-- Listing --
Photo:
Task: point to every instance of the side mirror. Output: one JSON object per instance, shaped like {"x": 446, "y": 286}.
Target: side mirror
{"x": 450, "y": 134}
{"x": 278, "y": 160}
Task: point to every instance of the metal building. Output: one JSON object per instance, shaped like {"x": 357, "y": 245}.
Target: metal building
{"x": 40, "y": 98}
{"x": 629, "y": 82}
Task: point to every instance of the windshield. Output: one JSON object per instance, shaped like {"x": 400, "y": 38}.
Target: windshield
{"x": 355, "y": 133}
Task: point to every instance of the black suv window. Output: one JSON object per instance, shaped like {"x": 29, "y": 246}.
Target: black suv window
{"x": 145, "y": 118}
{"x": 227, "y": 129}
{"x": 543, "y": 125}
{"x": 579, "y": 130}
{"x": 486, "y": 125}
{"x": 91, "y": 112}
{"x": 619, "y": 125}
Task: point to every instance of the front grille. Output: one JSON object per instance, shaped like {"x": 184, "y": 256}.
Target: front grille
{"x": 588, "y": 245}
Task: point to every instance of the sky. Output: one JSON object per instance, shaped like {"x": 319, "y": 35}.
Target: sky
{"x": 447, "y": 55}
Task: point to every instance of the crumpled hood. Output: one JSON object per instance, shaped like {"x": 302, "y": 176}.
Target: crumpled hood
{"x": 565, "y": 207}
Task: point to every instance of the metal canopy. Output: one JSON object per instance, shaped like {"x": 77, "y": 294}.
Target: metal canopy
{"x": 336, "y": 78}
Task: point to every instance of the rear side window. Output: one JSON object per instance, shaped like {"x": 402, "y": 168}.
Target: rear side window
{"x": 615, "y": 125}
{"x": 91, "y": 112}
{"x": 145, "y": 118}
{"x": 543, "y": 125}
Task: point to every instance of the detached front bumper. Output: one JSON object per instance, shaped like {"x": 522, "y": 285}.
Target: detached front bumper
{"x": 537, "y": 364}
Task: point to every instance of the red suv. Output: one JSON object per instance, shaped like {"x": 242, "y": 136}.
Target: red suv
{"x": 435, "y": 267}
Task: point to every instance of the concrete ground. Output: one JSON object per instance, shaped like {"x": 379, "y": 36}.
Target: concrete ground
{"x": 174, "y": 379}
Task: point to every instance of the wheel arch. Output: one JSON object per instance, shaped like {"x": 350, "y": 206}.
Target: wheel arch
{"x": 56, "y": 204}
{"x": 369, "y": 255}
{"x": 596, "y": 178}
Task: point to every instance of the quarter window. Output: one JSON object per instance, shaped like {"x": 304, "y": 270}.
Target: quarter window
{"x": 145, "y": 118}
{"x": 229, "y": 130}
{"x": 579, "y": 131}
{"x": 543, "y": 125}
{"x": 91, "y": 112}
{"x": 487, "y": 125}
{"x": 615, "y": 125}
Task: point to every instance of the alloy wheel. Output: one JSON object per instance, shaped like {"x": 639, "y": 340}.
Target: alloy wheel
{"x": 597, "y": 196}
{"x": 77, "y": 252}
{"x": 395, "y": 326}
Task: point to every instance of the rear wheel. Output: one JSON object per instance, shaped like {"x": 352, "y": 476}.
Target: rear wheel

-- Written problem --
Exactly as written, give the line containing "Task: point to every instance of the rear side" and all remaining lines of the records.

-- The reply --
Task: point to every instance of the rear side window. Output: one JSON object per instance, shaped like {"x": 402, "y": 168}.
Target: rear side window
{"x": 615, "y": 125}
{"x": 91, "y": 112}
{"x": 145, "y": 118}
{"x": 543, "y": 125}
Task: point to every instance of the detached front bumper. Output: one JSON object per instance, shaped like {"x": 522, "y": 285}.
Target: detached front bumper
{"x": 537, "y": 364}
Task: point to every instance of the red suv. Output: one JSON object per instance, shaped like {"x": 242, "y": 136}.
Target: red suv
{"x": 435, "y": 267}
Task: point to every instance of the concrete ground. Output: one JSON object per instance, shaped like {"x": 379, "y": 36}.
Target: concrete ground
{"x": 174, "y": 379}
Task: point to every instance of the wheel arch. Output: one JSON object per instance, shaped like {"x": 350, "y": 206}.
Target: wheel arch
{"x": 56, "y": 204}
{"x": 369, "y": 255}
{"x": 596, "y": 178}
Task: point to every instance of the quarter window. Output: one JSON object per instance, shaped like {"x": 304, "y": 270}.
Target: quarter window
{"x": 145, "y": 118}
{"x": 229, "y": 130}
{"x": 579, "y": 131}
{"x": 543, "y": 125}
{"x": 91, "y": 112}
{"x": 487, "y": 125}
{"x": 615, "y": 125}
Task: point to every instance of the alloy wheel. Output: one JSON object per instance, shaped like {"x": 639, "y": 340}.
Target: alloy wheel
{"x": 597, "y": 196}
{"x": 77, "y": 252}
{"x": 395, "y": 326}
Task: point to every instance of the rear wheel. Output: one JSON object per instance, shaped like {"x": 352, "y": 476}.
Target: rear wheel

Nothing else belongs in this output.